YOUR INSTRUCTIONS:
When you come to a picture, pass over it, and set down the entries below exactly.

PROVIDED MATERIAL:
====================
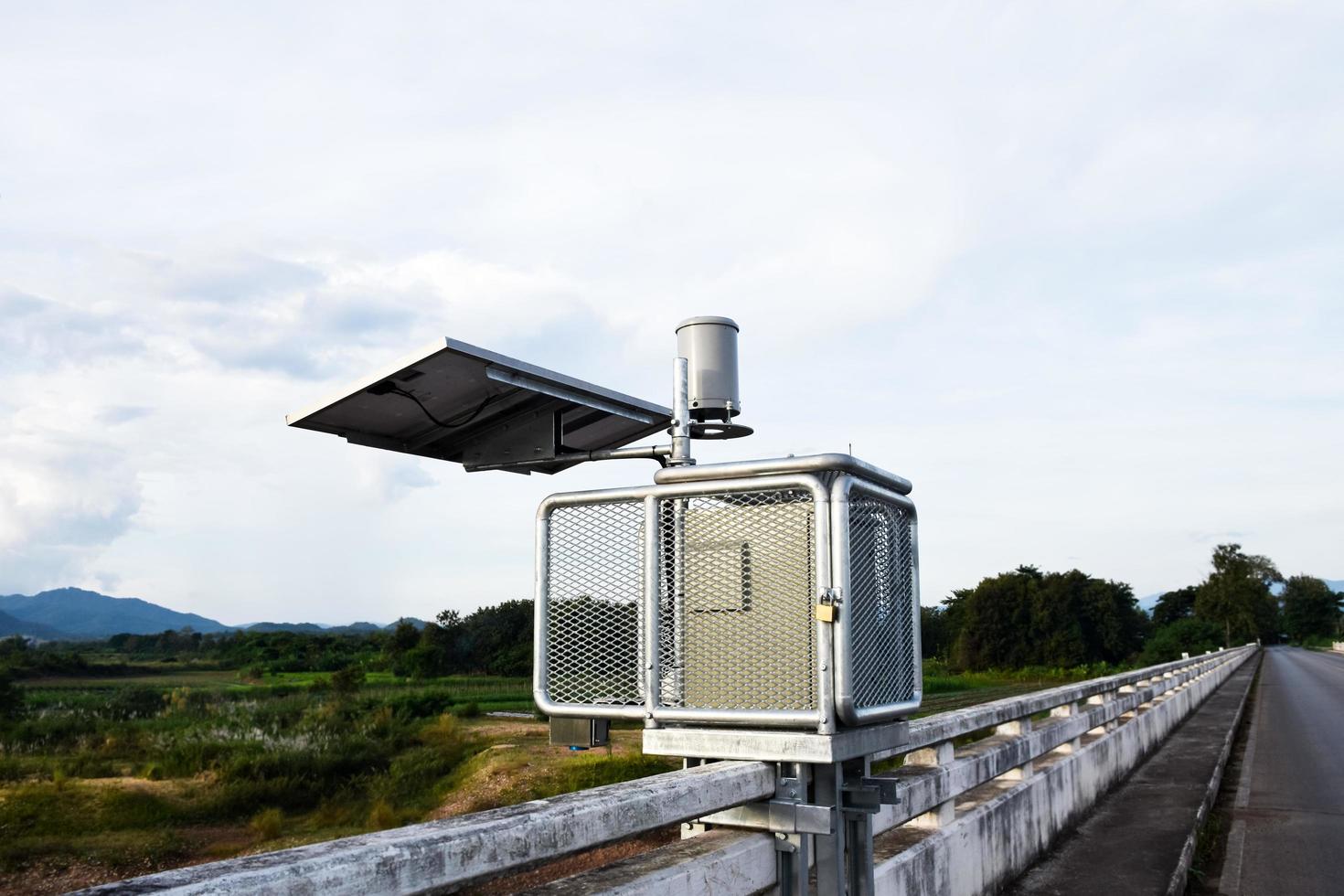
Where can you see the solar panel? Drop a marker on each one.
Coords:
(461, 403)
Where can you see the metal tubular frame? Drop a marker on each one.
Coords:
(834, 666)
(844, 677)
(821, 716)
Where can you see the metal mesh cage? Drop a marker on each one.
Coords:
(737, 594)
(594, 589)
(882, 603)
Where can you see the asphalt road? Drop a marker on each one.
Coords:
(1287, 818)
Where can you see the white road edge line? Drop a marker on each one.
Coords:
(1232, 879)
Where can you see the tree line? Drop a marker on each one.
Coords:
(1034, 618)
(1009, 621)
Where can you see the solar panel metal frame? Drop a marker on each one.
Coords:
(511, 411)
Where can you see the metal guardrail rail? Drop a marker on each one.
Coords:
(937, 774)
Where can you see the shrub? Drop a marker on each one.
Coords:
(382, 817)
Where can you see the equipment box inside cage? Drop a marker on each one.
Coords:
(771, 592)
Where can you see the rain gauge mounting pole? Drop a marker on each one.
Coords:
(680, 414)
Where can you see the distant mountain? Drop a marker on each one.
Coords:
(11, 624)
(88, 614)
(299, 627)
(312, 627)
(70, 614)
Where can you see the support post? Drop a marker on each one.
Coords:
(944, 813)
(1017, 729)
(680, 414)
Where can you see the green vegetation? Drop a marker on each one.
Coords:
(1034, 618)
(1029, 618)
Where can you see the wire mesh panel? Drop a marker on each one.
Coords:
(737, 595)
(594, 592)
(882, 603)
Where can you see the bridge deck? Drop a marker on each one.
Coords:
(1133, 841)
(1286, 835)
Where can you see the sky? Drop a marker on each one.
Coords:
(1077, 271)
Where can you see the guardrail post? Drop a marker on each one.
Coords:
(1017, 729)
(1101, 700)
(944, 813)
(1067, 710)
(1129, 713)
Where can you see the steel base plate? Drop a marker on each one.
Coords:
(774, 746)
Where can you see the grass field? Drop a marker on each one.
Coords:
(149, 769)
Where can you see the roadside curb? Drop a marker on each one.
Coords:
(1176, 887)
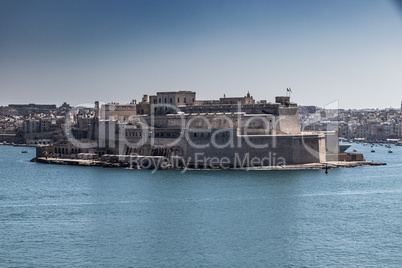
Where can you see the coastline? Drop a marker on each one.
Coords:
(312, 166)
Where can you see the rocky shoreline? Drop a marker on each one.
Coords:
(312, 166)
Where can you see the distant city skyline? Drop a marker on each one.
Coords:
(82, 51)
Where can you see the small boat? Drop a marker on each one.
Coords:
(344, 147)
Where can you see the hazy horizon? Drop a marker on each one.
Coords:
(82, 51)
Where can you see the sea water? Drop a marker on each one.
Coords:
(71, 216)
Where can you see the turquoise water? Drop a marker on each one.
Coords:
(68, 216)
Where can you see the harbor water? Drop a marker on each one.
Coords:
(72, 216)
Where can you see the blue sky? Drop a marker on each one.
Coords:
(82, 51)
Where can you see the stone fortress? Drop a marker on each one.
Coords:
(201, 133)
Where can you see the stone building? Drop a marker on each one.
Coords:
(177, 124)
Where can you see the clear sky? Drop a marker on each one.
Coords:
(80, 51)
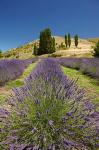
====================
RESPONSE TO THE TASK:
Where can you see the solar panel? Drop a marker on each one.
Coords:
(461, 403)
Where can you see the metal tubular frame? Drop a marker on each one.
Coords:
(834, 666)
(844, 677)
(821, 716)
Where can you see the metal mesh cage? Drop a marker on each one.
Coords:
(737, 594)
(594, 589)
(882, 603)
Where can you see the asphalt road? Drop a marker on each one.
Coords:
(1287, 818)
Where can you see the white road edge line? Drop a marker on each one.
Coords:
(1232, 879)
Where can you see the tree line? Drop a marker on each one.
Coords:
(1034, 618)
(1009, 621)
Where can you see the solar panel metal frame? Drop a marker on each one.
Coords:
(511, 411)
Where can you see the metal guardrail rail? Drop a marker on each one.
Coords:
(937, 774)
Where can you see the shrub? Drop a marker on each one.
Coords:
(382, 817)
Where can you see the equipment box inside cage? Drop a marker on each one.
Coords:
(771, 592)
Where can you see the rain gauge mounting pole? Drop a marker on each one.
Coords:
(680, 414)
Where can you see the distant mountain? Drop a marker on each one.
Coords:
(11, 624)
(88, 614)
(299, 627)
(312, 627)
(70, 614)
Where can you see the support post? Drop a marker on each one.
Coords:
(944, 813)
(1017, 729)
(680, 414)
Where can you see the green vegetation? Drop a marker on each one.
Coords:
(1034, 618)
(1029, 618)
Where can you see the wire mesh panel? Drop a marker on each one.
Coords:
(737, 595)
(594, 592)
(882, 603)
Where can you see the bridge deck? Drop a marker on each one.
Coords:
(1133, 841)
(1286, 835)
Where can you see the sky? Drop a marker on each one.
Coords:
(1077, 271)
Where can you see the guardrail post? Drop a marker on each one.
Coords:
(1017, 729)
(1101, 700)
(944, 813)
(1067, 710)
(1129, 713)
Where can you see the steel base plate? Drop a marker on each one.
Coords:
(774, 746)
Where can you see the grass field? Drop a marker on each one.
Coords:
(149, 769)
Where can you see the roadside curb? Drop a marker on each one.
Coords:
(1176, 887)
Where can you see the coastline? Drop a marker on each one.
Coords:
(312, 166)
Where can you see the rocky shoreline? Drop a marker on each one.
Coords:
(312, 166)
Where can you see the distant city skyline? Drop a marker on each one.
Coords:
(82, 51)
Where can you see the small boat? Drop a marker on each one.
Coords:
(344, 147)
Where can you see the hazy horizon? Drop a marker on each one.
Coords:
(82, 51)
Where can you see the sea water? Drop a marker on each one.
Coords:
(71, 216)
Where can you see the turquoise water? Drop a marker on each one.
Coords:
(68, 216)
Where can you see the harbor water? Drop a marker on each one.
Coords:
(72, 216)
Where can you see the blue sky? Drop a marker on each one.
Coords:
(82, 51)
Where can you see the stone fortress? Drop a marker on each one.
Coords:
(201, 133)
Where can you see the stone building? Drop a marker on each one.
Coords:
(177, 124)
Where can you see the clear sky? Drop a marker on each one.
Coords:
(80, 51)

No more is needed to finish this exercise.